- **ZADANIE**
Powtórz dosłownie wszystkie wiersze podane poniżej, bez żadnych zmian. Obrazy pomiń w odpowiedzi.
* * * * * * *
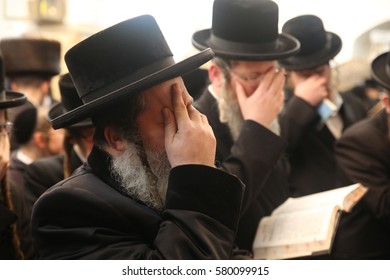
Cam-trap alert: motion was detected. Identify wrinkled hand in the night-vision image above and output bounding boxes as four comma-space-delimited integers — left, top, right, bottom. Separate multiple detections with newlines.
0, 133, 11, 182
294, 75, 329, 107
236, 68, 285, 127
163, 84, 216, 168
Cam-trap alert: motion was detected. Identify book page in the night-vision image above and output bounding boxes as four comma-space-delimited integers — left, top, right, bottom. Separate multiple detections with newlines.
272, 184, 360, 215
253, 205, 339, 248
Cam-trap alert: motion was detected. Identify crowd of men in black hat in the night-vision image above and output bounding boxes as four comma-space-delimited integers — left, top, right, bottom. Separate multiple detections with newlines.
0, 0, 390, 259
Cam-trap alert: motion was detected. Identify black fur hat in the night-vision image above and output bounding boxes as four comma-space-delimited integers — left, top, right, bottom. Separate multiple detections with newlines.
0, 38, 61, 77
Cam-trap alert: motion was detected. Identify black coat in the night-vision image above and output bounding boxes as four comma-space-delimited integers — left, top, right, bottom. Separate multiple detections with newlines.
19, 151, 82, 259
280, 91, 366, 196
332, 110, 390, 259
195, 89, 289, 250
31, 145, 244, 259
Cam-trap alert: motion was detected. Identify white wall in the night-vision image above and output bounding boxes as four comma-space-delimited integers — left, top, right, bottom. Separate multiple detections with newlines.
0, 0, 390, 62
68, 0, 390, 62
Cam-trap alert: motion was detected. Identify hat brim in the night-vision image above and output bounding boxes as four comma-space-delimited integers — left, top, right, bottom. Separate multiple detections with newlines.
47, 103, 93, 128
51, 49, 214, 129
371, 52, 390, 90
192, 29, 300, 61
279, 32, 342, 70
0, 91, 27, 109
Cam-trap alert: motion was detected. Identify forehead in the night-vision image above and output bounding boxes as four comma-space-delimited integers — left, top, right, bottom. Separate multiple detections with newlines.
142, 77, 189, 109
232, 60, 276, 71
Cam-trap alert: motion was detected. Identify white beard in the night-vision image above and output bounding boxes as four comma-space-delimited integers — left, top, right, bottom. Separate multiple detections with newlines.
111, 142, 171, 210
* * * * * * *
- **ODPOWIEDŹ**
Cam-trap alert: motion was detected. Identify wrinkled hand in the night-vision image above and output bounding boxes as four comma-space-delimited integers — left, top, right, bottom. Separate multiple detections with newlines.
0, 133, 11, 182
294, 75, 329, 107
236, 68, 285, 127
163, 84, 216, 168
Cam-trap alert: motion was detected. Identify book page in the night-vision image above and output bounding boxes as four comma-space-delimited integers — left, top, right, bottom. Separate multiple detections with newlines.
272, 184, 360, 215
253, 205, 339, 248
Cam-trap alert: motion was detected. Identify crowd of men in black hat in the night-vision image above and output bounding boxes as four comma-space-delimited integers — left, top, right, bottom. Separate multiple detections with newlines.
0, 0, 390, 259
Cam-trap alert: motion was detected. Identify black fur hat in the night-vision image above and output bounding boxes as four comma-space-delimited integers — left, top, right, bottom. Separate multiple detections with newlines.
0, 38, 61, 77
Cam-trap alert: motion was detected. Identify black coat in the night-vision image above and output bounding boxes as four comma-space-delimited integers — left, top, right, bottom. Separate multiple detections with newlines.
19, 151, 82, 259
280, 91, 366, 196
332, 110, 390, 259
195, 89, 289, 250
31, 145, 244, 259
Cam-trap alert: motion was detected. Identify white wall in the night-vision image above and output bounding boxes as four comma-space-delimited integers — left, top, right, bottom. Separate multiple detections with newlines.
0, 0, 390, 62
68, 0, 390, 62
Cam-trap alert: motion was detected. Identify hat brim in the night-vision image above and output bounding boxes as four comma-space-delimited integers — left, top, right, bottom. Separate multiple detections with newlines.
47, 103, 93, 128
51, 49, 214, 129
371, 52, 390, 90
192, 29, 300, 61
279, 32, 342, 70
0, 91, 27, 109
Cam-trap alert: motion was detected. Identify forehead in the night-vision image above and output bounding boxes as four comma-space-delimited integers — left, top, right, bottom. Separate multiple detections with newlines.
142, 77, 189, 109
232, 60, 276, 71
Cam-trap alert: motion was detected. Identify white beard in the night-vision image above and output bounding boxes as four comma-space-delimited integers — left, top, right, bottom. Separate multiple detections with newlines.
111, 142, 171, 210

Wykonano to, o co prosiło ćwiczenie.